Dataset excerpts
- Opening Delimiter -

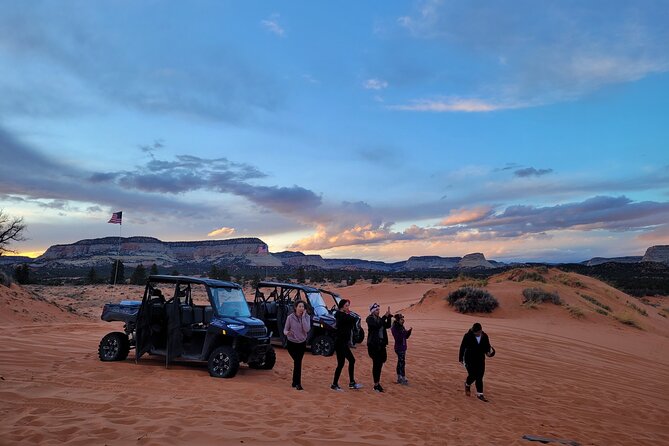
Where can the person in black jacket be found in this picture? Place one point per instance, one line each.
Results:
(377, 340)
(345, 323)
(474, 348)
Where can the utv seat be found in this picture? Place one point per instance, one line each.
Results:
(208, 315)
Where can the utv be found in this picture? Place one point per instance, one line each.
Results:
(202, 320)
(273, 303)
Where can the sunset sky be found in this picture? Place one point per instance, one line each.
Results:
(525, 130)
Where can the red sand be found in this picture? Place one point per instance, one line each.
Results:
(592, 380)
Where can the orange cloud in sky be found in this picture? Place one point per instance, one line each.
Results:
(460, 216)
(221, 231)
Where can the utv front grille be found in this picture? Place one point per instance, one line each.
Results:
(257, 332)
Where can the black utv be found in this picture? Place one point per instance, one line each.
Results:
(192, 319)
(273, 302)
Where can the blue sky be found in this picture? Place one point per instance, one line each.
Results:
(524, 130)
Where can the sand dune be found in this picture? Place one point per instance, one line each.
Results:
(593, 380)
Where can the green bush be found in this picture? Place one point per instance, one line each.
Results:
(472, 300)
(539, 296)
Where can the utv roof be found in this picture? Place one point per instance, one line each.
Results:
(295, 286)
(190, 279)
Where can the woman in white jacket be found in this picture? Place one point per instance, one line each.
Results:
(297, 330)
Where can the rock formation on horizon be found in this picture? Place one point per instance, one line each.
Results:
(657, 253)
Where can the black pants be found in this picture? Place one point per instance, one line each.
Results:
(344, 353)
(379, 356)
(296, 351)
(401, 362)
(475, 374)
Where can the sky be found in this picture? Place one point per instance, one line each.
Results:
(524, 130)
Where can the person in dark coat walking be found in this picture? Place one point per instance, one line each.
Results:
(345, 323)
(377, 340)
(474, 348)
(401, 335)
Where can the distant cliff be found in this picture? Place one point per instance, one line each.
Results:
(148, 250)
(658, 253)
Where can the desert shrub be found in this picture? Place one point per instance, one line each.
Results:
(519, 275)
(638, 309)
(627, 319)
(539, 296)
(575, 311)
(570, 281)
(472, 300)
(594, 301)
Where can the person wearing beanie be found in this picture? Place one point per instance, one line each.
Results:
(377, 340)
(474, 348)
(345, 323)
(400, 334)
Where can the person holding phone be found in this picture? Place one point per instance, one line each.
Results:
(377, 340)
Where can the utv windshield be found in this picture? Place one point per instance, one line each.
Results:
(318, 304)
(230, 302)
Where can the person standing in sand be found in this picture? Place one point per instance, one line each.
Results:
(400, 334)
(475, 346)
(296, 330)
(345, 323)
(377, 340)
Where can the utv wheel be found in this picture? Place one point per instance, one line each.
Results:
(322, 345)
(359, 336)
(267, 363)
(114, 347)
(223, 362)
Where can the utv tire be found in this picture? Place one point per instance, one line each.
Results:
(267, 363)
(359, 336)
(322, 345)
(114, 347)
(223, 362)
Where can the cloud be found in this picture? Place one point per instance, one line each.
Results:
(375, 84)
(88, 70)
(453, 105)
(225, 232)
(616, 214)
(531, 172)
(272, 25)
(462, 216)
(540, 53)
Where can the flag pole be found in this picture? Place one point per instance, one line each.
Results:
(118, 252)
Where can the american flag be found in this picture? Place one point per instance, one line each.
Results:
(116, 217)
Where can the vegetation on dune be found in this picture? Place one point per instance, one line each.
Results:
(520, 275)
(537, 295)
(576, 312)
(594, 301)
(472, 300)
(627, 319)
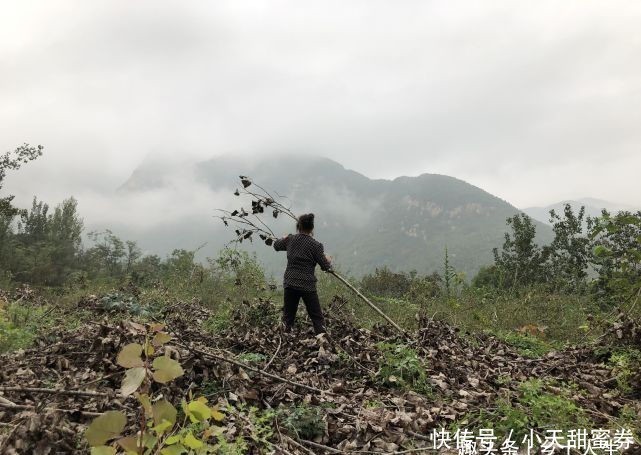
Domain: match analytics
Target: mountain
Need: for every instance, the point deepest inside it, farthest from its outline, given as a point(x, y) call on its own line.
point(404, 223)
point(593, 208)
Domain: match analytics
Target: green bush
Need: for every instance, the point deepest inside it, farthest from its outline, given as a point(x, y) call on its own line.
point(400, 366)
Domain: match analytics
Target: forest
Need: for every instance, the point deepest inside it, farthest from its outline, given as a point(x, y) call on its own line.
point(107, 350)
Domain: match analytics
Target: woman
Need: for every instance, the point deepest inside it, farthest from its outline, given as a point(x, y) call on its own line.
point(303, 253)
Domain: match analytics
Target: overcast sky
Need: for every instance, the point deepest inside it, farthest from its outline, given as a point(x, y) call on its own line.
point(532, 101)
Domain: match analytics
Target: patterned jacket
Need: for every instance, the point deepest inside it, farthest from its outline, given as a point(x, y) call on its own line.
point(303, 253)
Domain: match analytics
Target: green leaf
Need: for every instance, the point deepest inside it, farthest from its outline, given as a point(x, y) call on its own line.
point(132, 380)
point(192, 442)
point(172, 440)
point(217, 415)
point(167, 369)
point(198, 411)
point(174, 450)
point(105, 427)
point(129, 356)
point(162, 427)
point(103, 450)
point(145, 402)
point(164, 410)
point(129, 444)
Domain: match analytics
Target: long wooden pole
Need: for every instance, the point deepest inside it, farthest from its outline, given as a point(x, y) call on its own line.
point(366, 300)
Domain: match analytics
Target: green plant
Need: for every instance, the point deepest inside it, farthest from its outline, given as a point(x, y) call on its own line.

- Closing Delimiter -

* **WHAT THE EXERCISE ASKS**
Each entry is to be returned precisely as it appears, but the pictures are to be dropped.

* **RESULT OF THIS EXERCISE**
Where can the person in black jacket be found in this picture? Place one point per instance, one line each.
Results:
(377, 340)
(345, 323)
(474, 348)
Where can the utv seat be found in this picture? Place one point per instance, one line each.
Results:
(208, 315)
Where can the utv be found in this picture? Place one point per instance, one line each.
Results:
(202, 320)
(273, 303)
Where can the sunset sky be found in this picture? Place one point per instance, one line each.
Results:
(525, 130)
Where can the red sand be found in this picture? Place one point per instance, one line each.
Results:
(592, 380)
Where can the orange cloud in sky be found in this picture? Place one point per instance, one line each.
Results:
(460, 216)
(221, 231)
Where can the utv front grille be found in this picture? Place one point per instance, one line each.
Results:
(257, 332)
Where can the black utv be found in this picture? Place one point per instance, one line each.
Results:
(192, 319)
(273, 302)
Where can the blue sky be found in this picture? Place one point per instance, one line each.
Results:
(524, 130)
Where can the sand dune be found in this picture? Place one point per instance, one line each.
Results:
(593, 380)
Where can the green bush be found in this picture? Place one point per instance, one line each.
Results:
(472, 300)
(539, 296)
Where can the utv roof be found in this picture? Place one point per instance, one line each.
Results:
(295, 286)
(190, 279)
Where can the woman in white jacket be found in this picture? Place one point per instance, one line each.
Results:
(297, 330)
Where can the rock formation on horizon be found in this picture? Place one point per instance, one line each.
Results:
(657, 253)
Where can the black pants be found in this picture? Place one point per instance, one line each.
Results:
(344, 353)
(379, 356)
(296, 351)
(401, 362)
(475, 374)
Where can the sky be found in this picture? Place one point per instance, one line each.
Results:
(524, 130)
Where can the person in dark coat walking be found in this picture? Place one point per instance, one line each.
Results:
(345, 323)
(377, 340)
(474, 348)
(401, 335)
Where can the distant cliff be found in this picture? Place one point per instance, one line each.
Results:
(148, 250)
(658, 253)
Where can the desert shrub be found in this picture? Place one point per instance, one line each.
Results:
(519, 275)
(638, 309)
(627, 319)
(539, 296)
(575, 311)
(570, 281)
(472, 300)
(594, 301)
Where can the person wearing beanie be found in this picture? Place one point per instance, one line each.
Results:
(377, 340)
(474, 348)
(345, 323)
(400, 334)
Where can the person holding phone be found in this picture? Place one point per instance, one line each.
Results:
(377, 340)
Where can the utv windshield be found in this picture? Place one point per instance, one line each.
Results:
(318, 304)
(230, 302)
Where can the person standing in sand be found in this picture? Place one point per instance, one line each.
Results:
(400, 334)
(475, 346)
(296, 330)
(345, 323)
(377, 340)
Where can the utv wheel be found in this picture? Place one point per instance, one line each.
Results:
(322, 345)
(359, 336)
(267, 363)
(114, 347)
(223, 362)
Where can the utv tire be found in this picture? Place one point per instance, one line each.
Results:
(267, 363)
(359, 336)
(322, 345)
(114, 347)
(223, 362)
Where can the cloud be found in this picture? Place one point per instance, one line each.
Results:
(375, 84)
(88, 70)
(453, 105)
(225, 232)
(616, 214)
(531, 172)
(272, 25)
(462, 216)
(540, 53)
Where can the flag pole be found in this picture? Place one point per instance, one line each.
Results:
(118, 252)
Where can the american flag be found in this picture? Place one point per instance, one line each.
Results:
(116, 217)
Where can the vegetation on dune be found in this picture? Place one point per instance, one line each.
Results:
(520, 275)
(537, 295)
(576, 312)
(594, 301)
(472, 300)
(627, 319)
Domain: match analytics
Target: mountain
Need: for every instance, the point deepest inside it, farthest from its outline, given as a point(x, y) call on its own line.
point(404, 223)
point(593, 208)
Domain: match analytics
Target: green bush
Need: for every instance, the point deepest inside it, farthest from its outline, given as a point(x, y) call on its own line.
point(400, 366)
Domain: match analytics
Target: forest
Need: for every instance, the point deepest inside it, farthest from its outline, given as a point(x, y) call on its own line.
point(107, 350)
Domain: match analytics
Target: woman
Need: for every instance, the point deepest inside it, farthest from its outline, given as a point(x, y) call on its own line.
point(303, 253)
Domain: match analytics
Target: overcast sky
Need: for every instance, the point deepest inside it, farthest from its outline, given as a point(x, y) call on its own line.
point(532, 101)
Domain: match analytics
Target: patterned jacket
Need: for every instance, the point deepest inside it, farthest from its outline, given as a point(x, y) call on its own line.
point(303, 253)
Domain: match analytics
Target: green leaf
Need: for every instance, the point deepest inside it, farthest from its outline, given as a point(x, y) call on its own line.
point(132, 380)
point(192, 442)
point(172, 440)
point(217, 415)
point(167, 369)
point(198, 411)
point(174, 450)
point(105, 427)
point(129, 356)
point(162, 427)
point(103, 450)
point(145, 402)
point(164, 410)
point(129, 444)
Domain: match analytics
Target: long wooden pole
Need: for every instance, the point deepest inside it, farthest from its outline, given as a point(x, y) call on its own line.
point(366, 300)
Domain: match analytics
Target: green plant
Need: for every instance, the point deepest inside it, farthest from its outline, given as a point(x, y) call on its own line.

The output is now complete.